══ Texte du document ══

Comment évolue la composition du Parlement suisse ?

  • L’UDC, vainqueur de ces élections récolte 28,6% des suffrages exprimés et gagne trois points par rapport à 2019.
  • Le PS (Parti socialiste) progresse également de 1,2 points et obtient 18%.
  • Le Centre réalise une plus faible progression de 0,8 points en récoltant 14,6% des suffrages. 
  • Cela lui permet de dépasser le PLR (les Libéraux-radicaux), en recul de 0,7 points avec 14,4% des suffrages. 
  • Les Vertes enregistrent une chute de 3,8 points et récoltent 9,4% des voix.
  • Le PVL (Parti vert’libéral) est aussi en baisse de 0,6 points avec 7,2% des suffrages exprimés.
  • Les autres petits partis se partagent les 7,8% restants. 

La Suisse est historiquement un pays de droite.

═══
══ Matériel recueilli ══

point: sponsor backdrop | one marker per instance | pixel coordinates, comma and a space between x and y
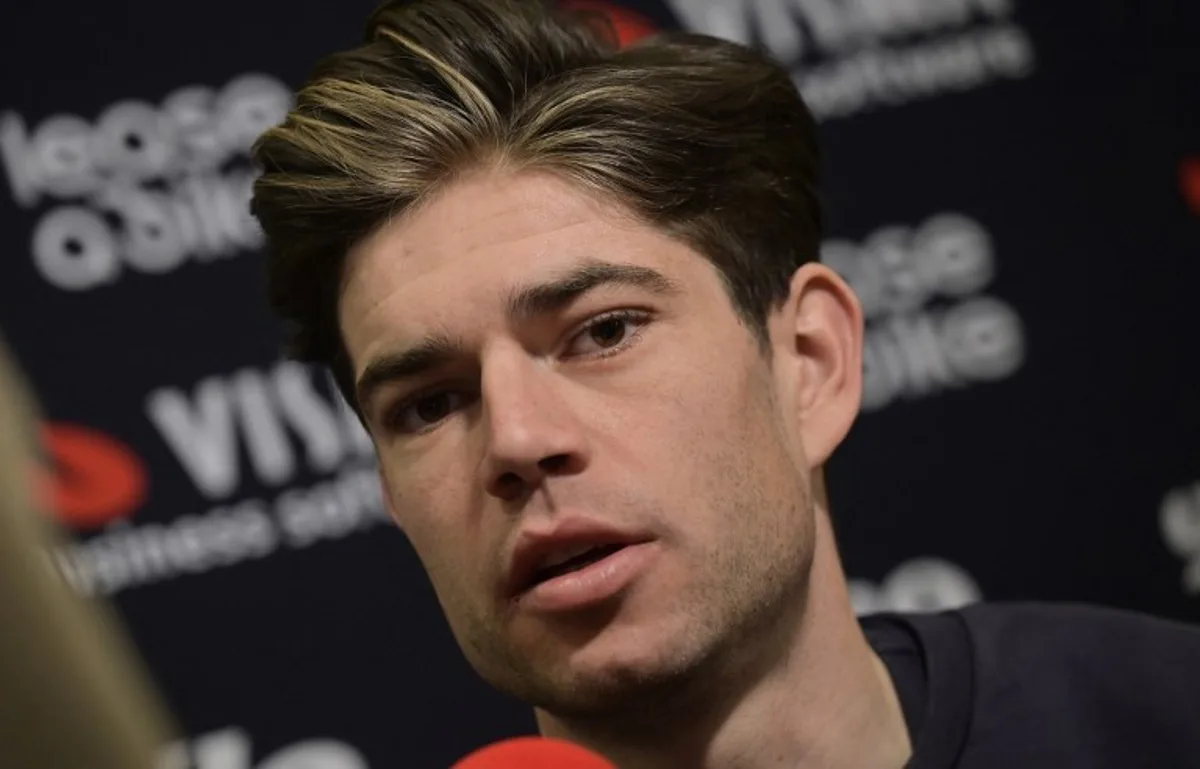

═══

*Consigne 1*
Traduisez en anglais cette phrase du texte sur les élections suisses : « Les Vertes enregistrent une chute de 3,8 points et récoltent 9,4% des voix. »
*Consigne 2*
Recopiez le passage du texte sur les élections suisses qui commence à « Comment évolue la » et se termine à « des suffrages exprimés. », en substituant « points de pourcentage » à « points ».
*Consigne 3*
Selon le texte sur les élections suisses, quel pourcentage des suffrages le PS obtient-il ?
Ce matériel est distinct du texte.

*Réponse 1*
The Greens record a drop of 3.8 points and win 9.4% of the vote.

*Réponse 2*
Comment évolue la composition du Parlement suisse ?

  • L’UDC, vainqueur de ces élections récolte 28,6% des suffrages exprimés et gagne trois points de pourcentage par rapport à 2019.
  • Le PS (Parti socialiste) progresse également de 1,2 points de pourcentage et obtient 18%.
  • Le Centre réalise une plus faible progression de 0,8 points de pourcentage en récoltant 14,6% des suffrages. 
  • Cela lui permet de dépasser le PLR (les Libéraux-radicaux), en recul de 0,7 points de pourcentage avec 14,4% des suffrages. 
  • Les Vertes enregistrent une chute de 3,8 points de pourcentage et récoltent 9,4% des voix.
  • Le PVL (Parti vert’libéral) est aussi en baisse de 0,6 points de pourcentage avec 7,2% des suffrages exprimés.

*Réponse 3*
Le PS obtient 18% des suffrages.